**Aim of the task**
Look through the listing below and write out exactly the lines from the line with "If you could tag each instance of the gray trousers" to the line with "If you could tag each instance of the 1673936", both included, and no others.

++++++++++

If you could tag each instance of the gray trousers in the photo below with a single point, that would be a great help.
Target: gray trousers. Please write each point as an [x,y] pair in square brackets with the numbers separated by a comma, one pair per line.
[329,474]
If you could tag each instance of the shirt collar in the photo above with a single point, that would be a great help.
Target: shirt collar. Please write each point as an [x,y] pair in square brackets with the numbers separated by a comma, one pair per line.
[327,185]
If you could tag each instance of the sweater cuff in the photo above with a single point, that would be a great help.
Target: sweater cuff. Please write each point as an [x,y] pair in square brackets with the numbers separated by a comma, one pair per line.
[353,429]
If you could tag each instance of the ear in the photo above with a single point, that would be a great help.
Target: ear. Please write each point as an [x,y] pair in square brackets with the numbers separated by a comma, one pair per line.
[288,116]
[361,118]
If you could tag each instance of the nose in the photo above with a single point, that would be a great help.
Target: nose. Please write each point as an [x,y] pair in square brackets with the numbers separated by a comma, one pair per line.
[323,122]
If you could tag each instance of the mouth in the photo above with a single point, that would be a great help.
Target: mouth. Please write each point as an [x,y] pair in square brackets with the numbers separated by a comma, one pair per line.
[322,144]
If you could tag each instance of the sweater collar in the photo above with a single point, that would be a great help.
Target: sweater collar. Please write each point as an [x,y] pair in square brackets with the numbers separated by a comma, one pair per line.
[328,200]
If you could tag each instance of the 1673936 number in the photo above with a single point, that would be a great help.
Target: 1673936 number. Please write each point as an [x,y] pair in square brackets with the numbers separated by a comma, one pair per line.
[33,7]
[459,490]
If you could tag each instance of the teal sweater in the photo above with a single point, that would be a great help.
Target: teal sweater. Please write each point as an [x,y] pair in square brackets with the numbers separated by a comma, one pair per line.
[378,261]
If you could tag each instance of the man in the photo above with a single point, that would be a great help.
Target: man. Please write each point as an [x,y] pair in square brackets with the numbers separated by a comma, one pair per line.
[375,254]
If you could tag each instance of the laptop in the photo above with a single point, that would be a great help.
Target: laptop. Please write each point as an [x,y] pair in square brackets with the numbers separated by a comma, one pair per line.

++++++++++

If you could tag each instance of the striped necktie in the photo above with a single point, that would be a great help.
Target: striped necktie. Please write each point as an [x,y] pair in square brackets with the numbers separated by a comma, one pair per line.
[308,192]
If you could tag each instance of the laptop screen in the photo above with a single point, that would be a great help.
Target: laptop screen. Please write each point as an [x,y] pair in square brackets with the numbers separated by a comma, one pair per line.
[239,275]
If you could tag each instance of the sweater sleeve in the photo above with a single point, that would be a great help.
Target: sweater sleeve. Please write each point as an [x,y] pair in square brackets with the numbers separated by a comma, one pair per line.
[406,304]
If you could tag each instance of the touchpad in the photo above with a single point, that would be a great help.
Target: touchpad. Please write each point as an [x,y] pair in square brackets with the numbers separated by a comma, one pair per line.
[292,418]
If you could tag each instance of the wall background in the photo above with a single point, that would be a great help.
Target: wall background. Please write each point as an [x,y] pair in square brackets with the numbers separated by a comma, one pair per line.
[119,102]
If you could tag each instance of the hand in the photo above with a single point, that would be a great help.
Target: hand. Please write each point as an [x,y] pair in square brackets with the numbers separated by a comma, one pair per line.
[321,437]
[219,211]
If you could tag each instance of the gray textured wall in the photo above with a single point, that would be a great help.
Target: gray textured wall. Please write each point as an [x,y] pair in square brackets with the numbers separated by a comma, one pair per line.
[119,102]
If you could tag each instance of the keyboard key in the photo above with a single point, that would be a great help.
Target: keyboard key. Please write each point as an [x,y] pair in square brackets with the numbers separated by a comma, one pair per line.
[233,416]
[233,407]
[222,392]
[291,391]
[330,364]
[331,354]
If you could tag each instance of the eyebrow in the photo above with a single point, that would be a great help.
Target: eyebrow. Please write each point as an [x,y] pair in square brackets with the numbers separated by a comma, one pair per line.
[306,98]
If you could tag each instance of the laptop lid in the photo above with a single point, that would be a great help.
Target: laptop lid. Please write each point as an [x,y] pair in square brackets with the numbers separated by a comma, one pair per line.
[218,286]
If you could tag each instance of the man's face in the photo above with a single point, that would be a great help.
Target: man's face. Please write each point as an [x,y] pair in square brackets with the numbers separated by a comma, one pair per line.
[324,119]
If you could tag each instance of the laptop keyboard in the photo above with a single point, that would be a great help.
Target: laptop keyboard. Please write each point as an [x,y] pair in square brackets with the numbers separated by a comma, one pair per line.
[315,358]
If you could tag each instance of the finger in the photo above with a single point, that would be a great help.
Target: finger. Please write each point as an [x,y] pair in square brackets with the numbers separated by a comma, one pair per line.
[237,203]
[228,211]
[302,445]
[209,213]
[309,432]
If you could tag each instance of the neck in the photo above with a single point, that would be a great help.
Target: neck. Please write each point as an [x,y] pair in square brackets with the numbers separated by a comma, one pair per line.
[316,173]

++++++++++

**Expected answer**
If you could tag each instance of the gray trousers in the photo below with a single point, that would be a great help.
Target: gray trousers. Please write each point as an [x,y] pair in square brackets with the numbers separated by a comma, one pair per line.
[329,474]
If you could tag each instance of the shirt collar in the photo above with a single point, that would be a great help.
Target: shirt collar. Please write each point as an [x,y] pair in square brackets with the numbers separated by a comma, one pair per line.
[327,185]
If you could tag each instance of the sweater cuff in the photo above with a single point, that would be a great help.
Target: sweater cuff. Please write each point as an [x,y] pair in square brackets with the numbers separated by a comma, one pair per line.
[353,429]
If you could tag each instance of the ear in the photo above with a single point, that would be a great help.
Target: ear. Please write each point as an [x,y] pair in square brackets with the numbers separated by a comma, one pair per line.
[288,116]
[361,118]
If you could tag each instance of the nose in the photo above with a single point, that would be a great help.
Target: nose. Please write each point as an [x,y] pair in square brackets with the numbers separated by a comma, one pair per line.
[323,122]
If you could tag each instance of the mouth in the photo above with a single point, that would be a great help.
Target: mouth. Please write each point as an [x,y] pair in square brackets with the numbers separated by a comma, one pair per line.
[322,144]
If you could tag each instance of the sweater collar in the photo above with a single point, that would be a great help.
Target: sweater collar. Please write each point as an [x,y] pair in square brackets with the numbers separated by a comma, one pair per line.
[328,200]
If you could tag each instance of the 1673936 number in the photo above with a single point, that would be a great help.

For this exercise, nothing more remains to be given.